Exercise description => Please repeat the lines below, exactly and only, from the one that holds "rule: an instance" through the one that holds "Provide the mask".

(Items from a dataset)
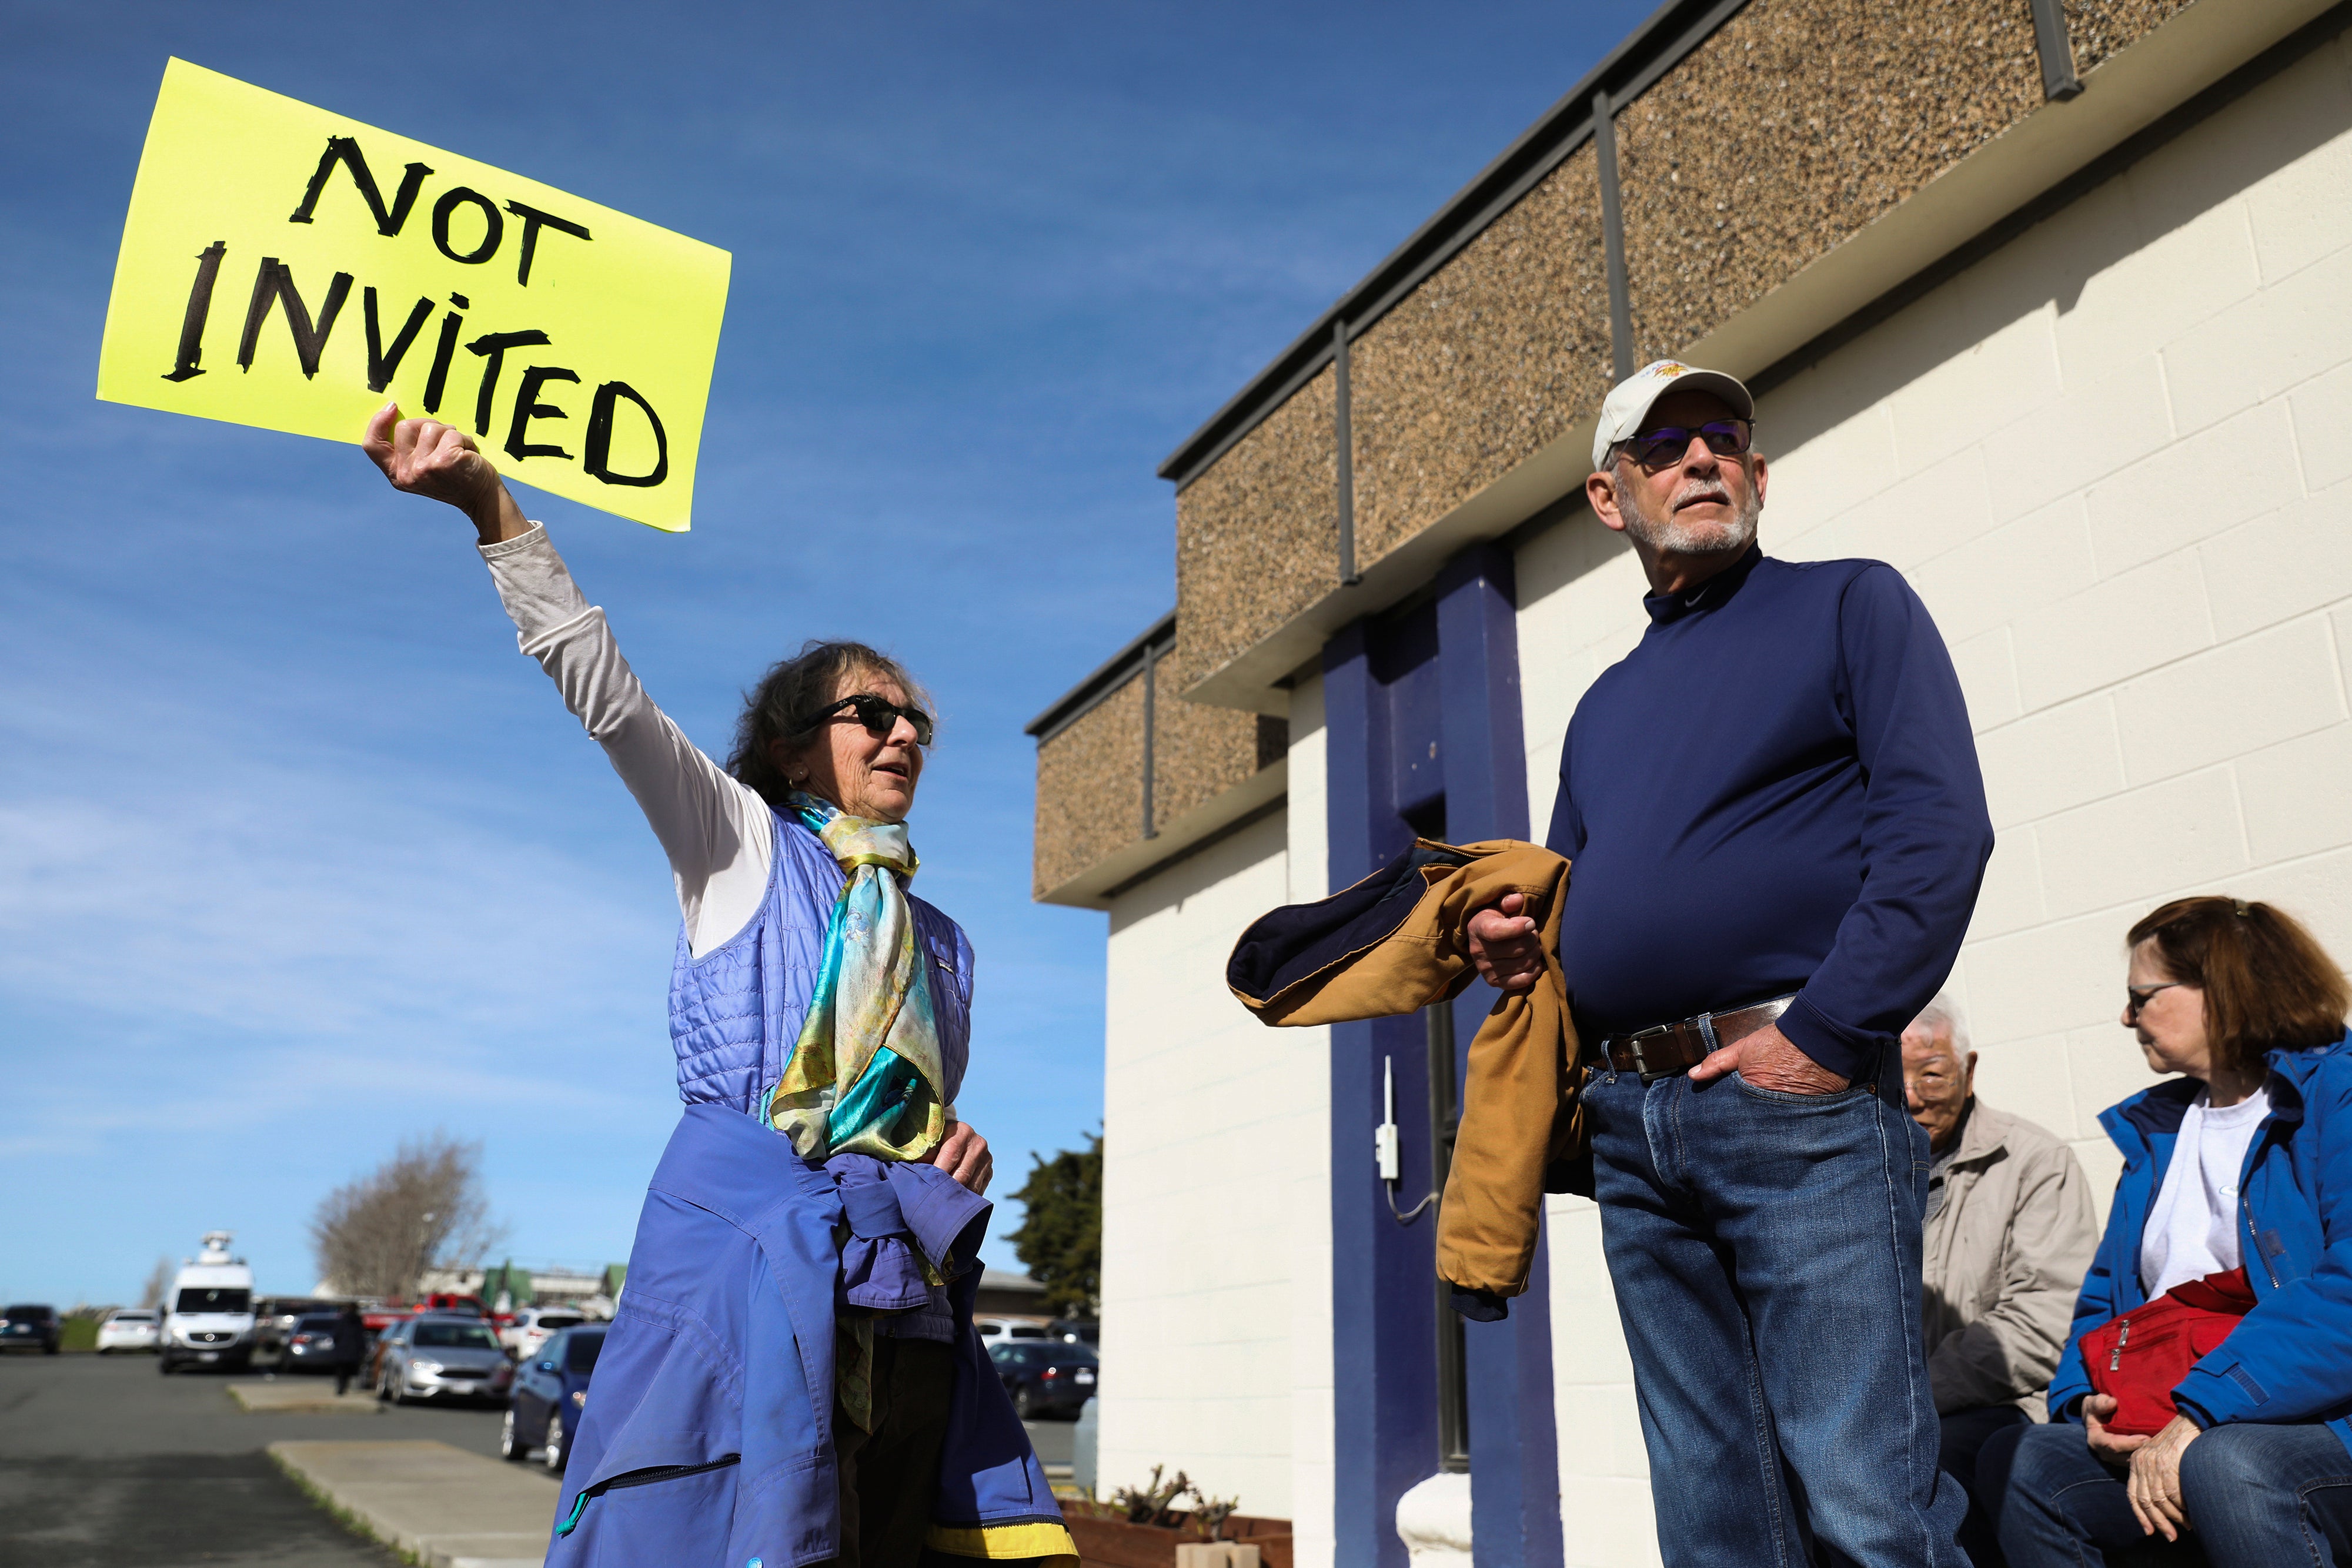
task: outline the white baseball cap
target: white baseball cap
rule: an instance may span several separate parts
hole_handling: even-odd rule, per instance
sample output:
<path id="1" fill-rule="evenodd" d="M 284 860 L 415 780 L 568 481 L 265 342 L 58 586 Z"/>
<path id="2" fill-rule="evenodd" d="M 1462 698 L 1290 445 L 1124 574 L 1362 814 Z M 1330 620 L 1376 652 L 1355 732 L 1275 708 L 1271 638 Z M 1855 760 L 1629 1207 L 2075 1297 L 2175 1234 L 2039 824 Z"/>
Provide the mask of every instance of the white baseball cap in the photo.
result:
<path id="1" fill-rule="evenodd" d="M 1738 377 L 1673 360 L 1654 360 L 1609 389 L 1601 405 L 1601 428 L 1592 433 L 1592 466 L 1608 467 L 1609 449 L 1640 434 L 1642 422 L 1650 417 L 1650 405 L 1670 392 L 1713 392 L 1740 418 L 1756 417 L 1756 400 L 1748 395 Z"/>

Written answer =>
rule: an instance may span several separate parts
hole_handling: even-odd rule, per instance
sample output:
<path id="1" fill-rule="evenodd" d="M 284 860 L 415 780 L 568 481 L 265 342 L 58 586 Z"/>
<path id="2" fill-rule="evenodd" d="M 1462 698 L 1290 445 L 1124 574 L 1362 814 Z M 1330 620 L 1376 652 L 1355 732 L 1275 708 L 1271 638 Z M 1855 760 L 1629 1207 L 2075 1297 L 2175 1234 L 2039 824 Z"/>
Provide the mask of every instance of the white baseball cap in the photo.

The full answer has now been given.